Pasaje proporcionado
___

Estrenada en México este septiembre pasado, Los último cristeros es el segundo largometraje del joven director Matías Meyer (1979). La película está inspirada en la novela Rescoldo, de Antonio Estrada, conmovedor relato testimonial en que el autor narra la lucha agónica de su padre. El coronel cristero Florencio Estrada, fiel a sus ideales, reemprende un combate que lo conducirá a la muerte.
Se da la coincidencia de que su aparición ha sido casi simultánea a la de For Greater Glory, de tal forma que los acontecimientos históricos de la guerra cristera han recibido, en estrecha proximidad, una doble recreación cinematográfica, aunque desde ángulos bien diversos y, hasta cierto punto, antagónicos. Frente al casting de celebrities, el presupuesto astronómico, los deslumbrantes pasajes de acción bélica, la aspiración omnicomprensiva y el tono reivindicativo de la propuesta de Wright; Meyer, con un plantel de actores no profesionales y unos medios mucho más modestos, ha optado por la narración concentrada y una mirada que busca lo esencial: revelar o, más bien, sugerir la densa interioridad de unos personajes expuestos al límite, por mantenerse leales a su compromiso. La cinta ha recibido ya importantes reconocimientos nacionales e internacionales y cuenta con 8 nominaciones a los premios Ariel (los «Goya» mexicanos), que se fallarán el próximo 28 de mayo.

___

Entradas

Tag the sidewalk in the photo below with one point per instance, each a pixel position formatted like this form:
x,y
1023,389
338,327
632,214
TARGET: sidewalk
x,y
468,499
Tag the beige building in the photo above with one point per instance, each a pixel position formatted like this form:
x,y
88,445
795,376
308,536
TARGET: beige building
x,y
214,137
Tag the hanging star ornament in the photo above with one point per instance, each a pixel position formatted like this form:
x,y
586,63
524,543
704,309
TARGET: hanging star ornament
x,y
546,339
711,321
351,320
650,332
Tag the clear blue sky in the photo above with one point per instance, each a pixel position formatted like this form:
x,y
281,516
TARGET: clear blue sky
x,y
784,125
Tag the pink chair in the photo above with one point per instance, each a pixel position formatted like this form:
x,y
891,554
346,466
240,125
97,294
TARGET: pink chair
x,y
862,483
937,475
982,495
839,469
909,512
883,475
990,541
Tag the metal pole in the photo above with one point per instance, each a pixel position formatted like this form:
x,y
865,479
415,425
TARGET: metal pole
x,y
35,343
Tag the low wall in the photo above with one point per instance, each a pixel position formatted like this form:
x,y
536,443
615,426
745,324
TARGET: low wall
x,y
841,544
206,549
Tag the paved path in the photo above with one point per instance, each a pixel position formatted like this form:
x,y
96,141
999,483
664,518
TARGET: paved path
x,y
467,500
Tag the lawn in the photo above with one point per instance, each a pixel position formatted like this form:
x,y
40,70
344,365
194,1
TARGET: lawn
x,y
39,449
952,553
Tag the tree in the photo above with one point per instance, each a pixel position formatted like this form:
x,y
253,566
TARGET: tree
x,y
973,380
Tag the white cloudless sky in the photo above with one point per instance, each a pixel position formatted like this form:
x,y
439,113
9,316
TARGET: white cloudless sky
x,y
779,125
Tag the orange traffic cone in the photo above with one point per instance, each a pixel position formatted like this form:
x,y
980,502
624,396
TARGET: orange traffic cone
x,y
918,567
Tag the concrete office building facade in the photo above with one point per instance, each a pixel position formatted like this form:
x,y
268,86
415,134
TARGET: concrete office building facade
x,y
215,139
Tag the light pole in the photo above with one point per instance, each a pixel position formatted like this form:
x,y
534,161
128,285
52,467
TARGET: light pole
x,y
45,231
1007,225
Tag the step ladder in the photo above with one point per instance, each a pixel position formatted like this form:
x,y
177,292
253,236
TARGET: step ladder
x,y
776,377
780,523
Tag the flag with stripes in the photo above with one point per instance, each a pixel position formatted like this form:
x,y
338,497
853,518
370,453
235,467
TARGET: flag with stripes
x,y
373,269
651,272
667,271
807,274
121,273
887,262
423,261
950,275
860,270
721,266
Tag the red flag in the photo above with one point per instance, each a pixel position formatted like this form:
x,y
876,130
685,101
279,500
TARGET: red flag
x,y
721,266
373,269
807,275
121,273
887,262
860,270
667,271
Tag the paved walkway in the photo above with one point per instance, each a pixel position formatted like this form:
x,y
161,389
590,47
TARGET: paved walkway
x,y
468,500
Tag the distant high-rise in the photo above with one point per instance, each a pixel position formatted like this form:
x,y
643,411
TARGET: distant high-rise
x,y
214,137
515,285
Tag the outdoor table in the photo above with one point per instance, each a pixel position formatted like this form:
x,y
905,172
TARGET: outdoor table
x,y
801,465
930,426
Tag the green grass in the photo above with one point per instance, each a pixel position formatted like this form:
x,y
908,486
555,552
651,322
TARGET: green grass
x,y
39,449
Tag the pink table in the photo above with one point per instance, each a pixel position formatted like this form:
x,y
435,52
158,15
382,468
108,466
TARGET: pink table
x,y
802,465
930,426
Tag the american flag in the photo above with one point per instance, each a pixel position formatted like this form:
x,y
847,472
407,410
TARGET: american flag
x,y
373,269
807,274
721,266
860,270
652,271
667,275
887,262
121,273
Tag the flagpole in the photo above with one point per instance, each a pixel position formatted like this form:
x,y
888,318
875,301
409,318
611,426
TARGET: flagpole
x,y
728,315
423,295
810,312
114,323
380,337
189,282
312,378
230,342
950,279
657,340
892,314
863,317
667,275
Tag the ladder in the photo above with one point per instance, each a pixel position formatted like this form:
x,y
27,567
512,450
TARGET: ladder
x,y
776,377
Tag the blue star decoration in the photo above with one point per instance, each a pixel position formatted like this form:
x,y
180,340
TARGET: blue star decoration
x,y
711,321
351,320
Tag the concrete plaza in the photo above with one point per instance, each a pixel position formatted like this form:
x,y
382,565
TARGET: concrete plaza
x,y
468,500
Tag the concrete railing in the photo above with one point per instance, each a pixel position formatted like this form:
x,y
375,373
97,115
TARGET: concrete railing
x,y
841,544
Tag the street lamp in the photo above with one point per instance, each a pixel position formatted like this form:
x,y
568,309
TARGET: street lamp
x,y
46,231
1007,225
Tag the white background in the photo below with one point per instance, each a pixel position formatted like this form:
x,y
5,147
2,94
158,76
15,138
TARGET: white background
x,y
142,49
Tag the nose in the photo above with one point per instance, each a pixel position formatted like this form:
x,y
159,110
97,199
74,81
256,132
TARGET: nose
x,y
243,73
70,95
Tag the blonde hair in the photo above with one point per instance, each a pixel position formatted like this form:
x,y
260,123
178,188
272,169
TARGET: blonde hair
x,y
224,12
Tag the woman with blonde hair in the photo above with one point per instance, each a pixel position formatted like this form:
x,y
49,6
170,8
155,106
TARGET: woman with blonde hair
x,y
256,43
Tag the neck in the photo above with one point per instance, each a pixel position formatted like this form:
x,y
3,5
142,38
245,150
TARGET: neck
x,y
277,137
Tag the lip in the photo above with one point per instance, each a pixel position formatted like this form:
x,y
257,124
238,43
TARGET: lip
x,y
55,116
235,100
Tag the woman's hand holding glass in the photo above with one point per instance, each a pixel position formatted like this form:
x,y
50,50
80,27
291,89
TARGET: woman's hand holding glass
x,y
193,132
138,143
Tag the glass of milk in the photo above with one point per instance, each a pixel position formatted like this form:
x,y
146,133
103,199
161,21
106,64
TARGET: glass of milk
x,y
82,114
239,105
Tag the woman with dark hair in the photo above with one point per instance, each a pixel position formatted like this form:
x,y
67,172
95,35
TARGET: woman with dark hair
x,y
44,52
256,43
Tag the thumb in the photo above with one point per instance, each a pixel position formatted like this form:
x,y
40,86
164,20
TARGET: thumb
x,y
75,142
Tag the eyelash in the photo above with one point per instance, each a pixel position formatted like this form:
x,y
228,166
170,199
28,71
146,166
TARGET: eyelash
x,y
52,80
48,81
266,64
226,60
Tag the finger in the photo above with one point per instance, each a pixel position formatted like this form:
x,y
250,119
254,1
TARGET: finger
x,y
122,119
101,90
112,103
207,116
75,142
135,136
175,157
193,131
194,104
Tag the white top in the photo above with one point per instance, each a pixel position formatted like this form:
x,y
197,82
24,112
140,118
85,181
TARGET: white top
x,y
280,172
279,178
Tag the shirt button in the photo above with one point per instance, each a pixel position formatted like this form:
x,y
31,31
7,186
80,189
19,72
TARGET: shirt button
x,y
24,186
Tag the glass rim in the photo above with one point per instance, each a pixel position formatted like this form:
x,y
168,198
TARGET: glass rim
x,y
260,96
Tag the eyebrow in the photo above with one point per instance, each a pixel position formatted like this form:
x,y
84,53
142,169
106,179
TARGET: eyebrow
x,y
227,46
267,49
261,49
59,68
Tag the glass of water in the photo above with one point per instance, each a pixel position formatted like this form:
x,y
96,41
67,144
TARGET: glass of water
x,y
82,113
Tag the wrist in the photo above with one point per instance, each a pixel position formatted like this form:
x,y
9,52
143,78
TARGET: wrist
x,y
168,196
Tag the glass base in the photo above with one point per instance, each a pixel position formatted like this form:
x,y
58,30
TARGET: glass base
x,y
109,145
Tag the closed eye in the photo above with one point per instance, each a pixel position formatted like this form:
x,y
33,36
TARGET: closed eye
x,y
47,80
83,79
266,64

___

Acciones requeridas
**A)** Repita todo lo que va desde "Estrenada en México" hasta "a la muerte." en el pasaje proporcionado, sin alterar nada.
**B)** Enumere todos los rasgos que el pasaje proporcionado atribuye a la propuesta de Wright al contrastarla con la de Meyer.
**C)** Responda, según el pasaje proporcionado:
(i) ¿En qué novela está inspirada la película de Meyer?
(ii) ¿Qué grado militar tenía Florencio Estrada?
(iii) ¿Cuántas nominaciones a los premios Ariel tiene la cinta?

Tareas resueltas
**A)**
Estrenada en México este septiembre pasado, Los último cristeros es el segundo largometraje del joven director Matías Meyer (1979). La película está inspirada en la novela Rescoldo, de Antonio Estrada, conmovedor relato testimonial en que el autor narra la lucha agónica de su padre. El coronel cristero Florencio Estrada, fiel a sus ideales, reemprende un combate que lo conducirá a la muerte.

**B)**
- El casting de celebrities
- El presupuesto astronómico
- Los deslumbrantes pasajes de acción bélica
- La aspiración omnicomprensiva
- El tono reivindicativo

**C)**
(i) En Rescoldo, de Antonio Estrada.
(ii) Era coronel cristero.
(iii) Tiene 8 nominaciones.